SPIMquant processes large-scale microscopy datasets and requires substantial computational resources. This guide helps you plan your hardware setup.

Minimum Requirements

For processing typical SPIM datasets:

  • CPU: 8+ cores
  • RAM: 32 GB
  • Storage: 500 GB free space (SSD recommended)
  • OS: Linux (64-bit)

For optimal performance:

  • CPU: 16-32 cores
  • RAM: 64-128 GB
  • Storage: 1+ TB fast SSD
  • OS: Linux (Ubuntu 20.04+ or similar)

Resource Considerations

Memory (RAM)

Memory requirements depend on:

  1. Dataset Resolution: Higher resolution requires more memory
  2. Downsampling Level: Setting a higher downsampling level for registration or segmentation will reduce memory requirements significantly
  3. Parallel Processing: More CPU's available to Dask = more memory needed, can use --set-threads to customize per rule

Memory Guidelines:

Task Memory per Core Example
Low-res processing 2-4 GB 8 cores = 16-32 GB
High-res processing 4-8 GB 8 cores = 32-64 GB
Template registration 16-32 GB Single job

CPU Cores

SPIMquant parallelizes at multiple levels:

  1. Snakemake Level: Multiple subjects/samples processed concurrently
  2. Dask Level: Within-job parallelization for array operations

Core Guidelines:

  • Minimum: 4 cores
  • Recommended: 16+ cores
  • High-throughput: 32+ cores

More cores significantly reduce processing time for multi-subject datasets.

_____

Actions to take:
(1) How much RAM does the hardware guide list as the minimum for processing typical SPIM datasets?
(2) Summarize the hardware guide in two sentences.

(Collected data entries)
_____

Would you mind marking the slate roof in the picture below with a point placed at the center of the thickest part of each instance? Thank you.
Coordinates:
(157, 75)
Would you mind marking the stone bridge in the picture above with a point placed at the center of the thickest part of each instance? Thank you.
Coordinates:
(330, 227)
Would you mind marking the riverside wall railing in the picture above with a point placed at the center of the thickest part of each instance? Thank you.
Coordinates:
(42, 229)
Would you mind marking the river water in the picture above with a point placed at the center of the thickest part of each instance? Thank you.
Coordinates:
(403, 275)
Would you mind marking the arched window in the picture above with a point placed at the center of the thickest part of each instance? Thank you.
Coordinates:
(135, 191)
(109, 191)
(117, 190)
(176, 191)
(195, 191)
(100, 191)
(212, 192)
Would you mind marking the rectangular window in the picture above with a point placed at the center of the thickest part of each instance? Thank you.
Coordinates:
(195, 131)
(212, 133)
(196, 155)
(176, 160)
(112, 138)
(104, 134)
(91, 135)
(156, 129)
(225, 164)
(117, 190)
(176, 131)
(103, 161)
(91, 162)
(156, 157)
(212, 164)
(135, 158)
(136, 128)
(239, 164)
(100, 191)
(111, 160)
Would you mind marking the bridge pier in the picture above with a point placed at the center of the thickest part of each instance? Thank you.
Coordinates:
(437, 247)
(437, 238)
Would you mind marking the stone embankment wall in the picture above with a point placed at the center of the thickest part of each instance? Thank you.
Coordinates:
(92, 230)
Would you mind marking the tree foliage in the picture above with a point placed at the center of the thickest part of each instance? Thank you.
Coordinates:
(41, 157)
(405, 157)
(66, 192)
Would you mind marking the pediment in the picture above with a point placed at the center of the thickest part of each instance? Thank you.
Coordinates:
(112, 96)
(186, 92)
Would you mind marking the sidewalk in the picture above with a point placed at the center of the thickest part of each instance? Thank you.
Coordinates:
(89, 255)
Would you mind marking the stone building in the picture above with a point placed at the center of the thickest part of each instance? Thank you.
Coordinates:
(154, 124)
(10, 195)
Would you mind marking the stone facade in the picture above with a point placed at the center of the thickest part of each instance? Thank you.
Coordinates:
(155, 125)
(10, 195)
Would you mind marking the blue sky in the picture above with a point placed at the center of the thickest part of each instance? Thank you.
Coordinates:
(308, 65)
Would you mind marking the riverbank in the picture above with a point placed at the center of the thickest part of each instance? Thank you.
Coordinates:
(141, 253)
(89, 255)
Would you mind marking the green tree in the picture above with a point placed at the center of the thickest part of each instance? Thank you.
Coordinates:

_____

Task results:
(1) 32 GB

(2) SPIMquant processes large microscopy datasets and needs substantial computing resources, so the guide lists minimum and optimal CPU, RAM, storage and Linux setups. Memory needs depend on dataset resolution, downsampling level and parallel processing, and because the software parallelizes at the Snakemake and Dask levels, more cores significantly cut processing time for multi-subject datasets.